Problem
Reproduce each line of the data below verbatim, changing nothing.

Supplied records
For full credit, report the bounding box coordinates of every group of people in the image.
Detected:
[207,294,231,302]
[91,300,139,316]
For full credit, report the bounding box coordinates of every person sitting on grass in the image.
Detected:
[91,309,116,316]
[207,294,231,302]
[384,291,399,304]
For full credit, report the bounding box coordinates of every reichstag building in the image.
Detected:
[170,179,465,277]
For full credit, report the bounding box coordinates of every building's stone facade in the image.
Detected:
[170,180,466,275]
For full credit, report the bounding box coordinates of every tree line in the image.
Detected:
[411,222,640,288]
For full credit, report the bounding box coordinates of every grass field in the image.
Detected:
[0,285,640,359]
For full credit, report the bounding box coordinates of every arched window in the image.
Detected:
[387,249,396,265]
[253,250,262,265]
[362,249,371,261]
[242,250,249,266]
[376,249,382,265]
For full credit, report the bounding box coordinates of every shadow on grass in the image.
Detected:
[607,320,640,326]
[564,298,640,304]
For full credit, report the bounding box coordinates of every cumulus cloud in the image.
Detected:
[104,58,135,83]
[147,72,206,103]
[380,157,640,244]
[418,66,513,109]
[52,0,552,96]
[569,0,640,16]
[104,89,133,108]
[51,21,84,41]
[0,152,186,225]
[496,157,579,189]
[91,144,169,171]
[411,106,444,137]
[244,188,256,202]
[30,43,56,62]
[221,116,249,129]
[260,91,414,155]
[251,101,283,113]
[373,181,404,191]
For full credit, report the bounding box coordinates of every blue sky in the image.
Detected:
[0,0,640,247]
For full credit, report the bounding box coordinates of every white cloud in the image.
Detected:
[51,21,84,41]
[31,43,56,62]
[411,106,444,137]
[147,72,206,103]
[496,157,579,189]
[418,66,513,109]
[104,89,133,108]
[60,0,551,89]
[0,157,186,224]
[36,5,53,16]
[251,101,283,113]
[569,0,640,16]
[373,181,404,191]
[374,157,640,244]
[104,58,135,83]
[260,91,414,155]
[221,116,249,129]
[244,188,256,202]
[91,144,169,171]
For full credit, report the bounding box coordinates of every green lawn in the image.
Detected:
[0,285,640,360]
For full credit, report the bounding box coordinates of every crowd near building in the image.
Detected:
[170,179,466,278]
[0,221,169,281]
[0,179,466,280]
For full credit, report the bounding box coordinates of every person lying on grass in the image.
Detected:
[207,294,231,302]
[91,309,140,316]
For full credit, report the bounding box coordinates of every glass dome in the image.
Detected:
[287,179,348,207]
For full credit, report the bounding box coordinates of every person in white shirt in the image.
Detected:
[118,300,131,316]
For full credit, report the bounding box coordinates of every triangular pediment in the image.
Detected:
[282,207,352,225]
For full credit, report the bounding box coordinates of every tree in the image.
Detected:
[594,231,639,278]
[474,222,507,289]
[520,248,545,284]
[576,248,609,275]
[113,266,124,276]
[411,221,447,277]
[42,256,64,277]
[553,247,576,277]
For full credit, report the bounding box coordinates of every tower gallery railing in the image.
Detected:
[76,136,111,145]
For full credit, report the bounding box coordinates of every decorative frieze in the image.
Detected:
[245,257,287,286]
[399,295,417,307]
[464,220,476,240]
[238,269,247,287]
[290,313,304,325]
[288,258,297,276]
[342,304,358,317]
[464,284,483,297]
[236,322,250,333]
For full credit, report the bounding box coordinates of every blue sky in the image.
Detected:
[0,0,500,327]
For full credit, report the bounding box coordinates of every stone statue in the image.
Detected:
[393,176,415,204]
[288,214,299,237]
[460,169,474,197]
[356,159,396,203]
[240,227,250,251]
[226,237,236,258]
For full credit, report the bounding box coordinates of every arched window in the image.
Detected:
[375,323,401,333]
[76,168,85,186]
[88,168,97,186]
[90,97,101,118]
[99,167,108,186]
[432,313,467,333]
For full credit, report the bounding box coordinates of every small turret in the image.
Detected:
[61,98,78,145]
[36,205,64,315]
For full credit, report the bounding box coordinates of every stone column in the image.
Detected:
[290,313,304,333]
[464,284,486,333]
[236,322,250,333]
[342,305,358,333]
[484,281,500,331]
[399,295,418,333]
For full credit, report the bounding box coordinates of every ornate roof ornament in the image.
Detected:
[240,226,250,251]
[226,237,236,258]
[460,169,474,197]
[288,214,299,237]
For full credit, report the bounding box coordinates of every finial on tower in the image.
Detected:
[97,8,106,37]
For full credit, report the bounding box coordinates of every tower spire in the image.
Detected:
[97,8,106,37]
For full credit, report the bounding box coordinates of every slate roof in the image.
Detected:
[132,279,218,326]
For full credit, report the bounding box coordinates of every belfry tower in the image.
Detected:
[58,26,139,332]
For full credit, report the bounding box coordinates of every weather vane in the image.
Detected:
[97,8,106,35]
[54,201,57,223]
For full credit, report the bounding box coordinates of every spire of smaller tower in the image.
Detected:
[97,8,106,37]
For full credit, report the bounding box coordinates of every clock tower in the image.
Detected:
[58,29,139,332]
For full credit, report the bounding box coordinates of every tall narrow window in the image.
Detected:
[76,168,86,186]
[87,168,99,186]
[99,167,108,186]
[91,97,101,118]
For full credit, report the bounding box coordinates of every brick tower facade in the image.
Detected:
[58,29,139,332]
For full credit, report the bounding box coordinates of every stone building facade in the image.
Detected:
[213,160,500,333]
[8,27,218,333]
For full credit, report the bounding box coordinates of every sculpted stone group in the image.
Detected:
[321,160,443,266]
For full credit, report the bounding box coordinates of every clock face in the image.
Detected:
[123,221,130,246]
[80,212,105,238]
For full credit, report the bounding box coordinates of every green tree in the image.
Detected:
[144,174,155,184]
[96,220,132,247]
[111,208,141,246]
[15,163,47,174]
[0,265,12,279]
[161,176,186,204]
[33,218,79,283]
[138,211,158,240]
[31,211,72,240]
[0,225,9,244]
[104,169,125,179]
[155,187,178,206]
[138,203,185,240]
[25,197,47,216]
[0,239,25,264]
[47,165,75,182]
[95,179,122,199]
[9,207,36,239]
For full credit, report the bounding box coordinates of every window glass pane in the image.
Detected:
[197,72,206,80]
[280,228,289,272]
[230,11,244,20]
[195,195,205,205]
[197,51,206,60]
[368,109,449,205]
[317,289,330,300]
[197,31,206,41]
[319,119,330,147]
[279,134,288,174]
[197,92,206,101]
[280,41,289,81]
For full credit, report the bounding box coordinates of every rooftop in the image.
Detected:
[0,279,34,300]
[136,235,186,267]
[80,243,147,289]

Task solution
For full credit, report the bounding box coordinates of every group of people in the image.
Detected:
[207,294,231,302]
[91,300,139,316]
For full credit, report the bounding box coordinates of every person sitting on grass in the image.
Detected:
[91,309,116,316]
[207,294,231,302]
[384,291,399,304]
For full credit, report the bounding box coordinates of every reichstag building in the image.
Detected:
[170,179,465,277]
For full credit, report the bounding box coordinates of every building's stone facade in the image.
Detected:
[170,180,466,275]
For full credit, report the bounding box coordinates of every tree line in the image.
Detected:
[411,222,640,288]
For full credit, report the bounding box coordinates of every grass field in the image.
Detected:
[0,285,640,359]
For full credit, report the bounding box coordinates of every arched window in the image.
Detected:
[387,249,396,265]
[253,250,262,265]
[362,249,371,261]
[242,250,249,266]
[376,249,382,265]
For full credit, report the bounding box coordinates of every shadow on grass in the image.
Detected:
[607,320,640,326]
[564,298,640,304]
For full credit, report the bounding box coordinates of every cumulus cloud in the image.
Detected:
[104,58,135,83]
[147,72,206,103]
[380,157,640,244]
[418,66,513,109]
[52,0,552,96]
[569,0,640,16]
[104,89,133,108]
[51,21,84,41]
[0,152,186,225]
[496,157,579,189]
[91,144,169,171]
[411,106,444,137]
[244,188,256,202]
[30,43,56,62]
[221,116,249,129]
[260,91,414,155]
[251,101,283,113]
[373,181,404,191]
For full credit, report the bounding box coordinates of every blue sky in the image.
Detected:
[0,0,640,247]
For full credit, report the bounding box coordinates of every white cloud in the image.
Detected:
[51,21,84,41]
[31,43,56,62]
[411,106,444,137]
[147,72,206,103]
[496,157,579,189]
[418,66,513,109]
[104,89,133,108]
[60,0,551,89]
[0,157,186,224]
[36,5,53,16]
[251,101,283,113]
[569,0,640,16]
[373,181,404,191]
[374,157,640,244]
[104,58,135,83]
[260,91,414,155]
[221,116,249,129]
[244,188,256,202]
[91,144,169,171]
For full credit, report the bounding box coordinates of every green lawn in the image.
Detected:
[0,285,640,360]
For full credit, report the bounding box coordinates of every crowd near building in the image.
Detected:
[170,179,466,278]
[0,221,169,281]
[0,179,466,280]
For full credit, report the bounding box coordinates of every person lying on grass in the image.
Detected:
[207,294,231,302]
[91,309,140,316]
For full credit, report the bounding box coordinates of every glass dome in the image.
Detected:
[287,179,348,207]
For full credit, report the bounding box coordinates of every person in white shirt in the image.
Detected:
[118,300,131,316]
For full credit, report the bounding box coordinates of every triangular pediment in the image.
Detected:
[282,207,352,225]
For full credit, report the bounding box coordinates of every tree in the image.
Detected:
[594,231,639,278]
[474,222,507,289]
[520,248,545,284]
[576,248,609,275]
[113,266,124,276]
[411,221,447,277]
[42,256,64,277]
[553,247,576,277]
For full credit, report the bounding box coordinates of every tower gallery railing in the image.
Detected:
[76,136,111,145]
For full credit, report the bounding box coordinates of every decorative frieze in the image.
Detected:
[245,257,287,286]
[399,295,417,307]
[464,220,476,240]
[238,269,247,287]
[290,313,304,325]
[288,258,297,276]
[342,304,358,317]
[464,284,483,297]
[236,322,250,333]
For full credit, report the bounding box coordinates of every blue sky in the image.
Detected:
[0,0,500,327]
For full credit, report the bounding box coordinates of every stone statue in the image.
Detected:
[393,176,415,204]
[288,214,299,237]
[460,169,474,197]
[356,159,396,203]
[240,227,250,251]
[226,237,236,258]
For full credit, report the bounding box coordinates of every arched window in the image.
Detected:
[375,323,401,333]
[76,168,85,186]
[88,168,97,186]
[90,97,101,118]
[99,167,108,186]
[432,313,467,333]
For full credit, report the bounding box coordinates of every small turret in the image.
Detected:
[61,98,78,145]
[36,205,64,315]
For full credit, report the bounding box coordinates of every stone column in the image.
Detected:
[290,313,304,333]
[464,284,486,333]
[236,322,250,333]
[342,305,358,333]
[484,281,500,331]
[399,295,418,333]
For full credit, report the bounding box coordinates of every ornate roof ornament in the image.
Detected:
[240,226,250,251]
[226,237,236,258]
[460,169,474,197]
[288,214,299,237]
For full credit, report the bounding box coordinates of every finial on tower in the image.
Detected:
[97,8,106,37]
For full credit, report the bounding box coordinates of every tower spire in the image.
Detected:
[97,8,106,37]
For full credit, report the bounding box coordinates of every slate roof in the image.
Detected:
[132,279,218,326]
For full credit, report the bounding box coordinates of every belfry tower in the image.
Detected:
[58,26,139,332]
For full credit, report the bounding box coordinates of every weather vane in the image.
Detected:
[97,8,106,35]
[54,201,57,223]
For full credit, report the bounding box coordinates of every spire of smaller tower in the image.
Detected:
[97,8,106,37]
For full credit, report the bounding box coordinates of every clock tower in the image.
Detected:
[58,29,139,332]
For full credit, report the bounding box coordinates of every tall narrow window in the image.
Detected:
[76,168,86,186]
[87,168,99,186]
[99,167,108,186]
[91,97,101,118]
For full credit, report the bounding box coordinates of every brick tower facade in the image.
Detected:
[58,29,139,332]
For full credit, report the bounding box coordinates of every stone building facade in the image.
Detected:
[213,160,500,333]
[8,27,218,333]
For full credit, report the bounding box coordinates of every sculpted stone group in the image.
Detected:
[321,160,443,266]
For full credit, report the bounding box coordinates of every clock face in the image.
Detected:
[123,221,130,246]
[80,212,105,238]
For full credit, report the bounding box coordinates of every green tree in the image.
Detected:
[144,174,155,184]
[96,220,132,247]
[111,208,141,246]
[15,163,47,174]
[0,265,12,279]
[161,176,186,204]
[33,218,79,283]
[138,211,158,240]
[31,211,72,240]
[0,225,9,244]
[104,169,125,179]
[155,187,178,206]
[138,203,185,240]
[25,197,47,216]
[0,239,25,264]
[47,165,75,182]
[95,179,122,199]
[9,207,36,239]
For full credit, report the bounding box coordinates of every window glass pane in the image.
Detected:
[197,72,206,80]
[280,228,289,272]
[230,11,244,20]
[195,195,205,205]
[197,51,206,60]
[368,109,449,205]
[317,289,330,300]
[197,31,206,41]
[319,119,330,147]
[279,134,288,174]
[197,92,206,101]
[280,41,289,81]
For full credit, report the bounding box coordinates of every rooftop in the image.
Detected:
[0,279,34,300]
[136,235,186,267]
[80,243,147,289]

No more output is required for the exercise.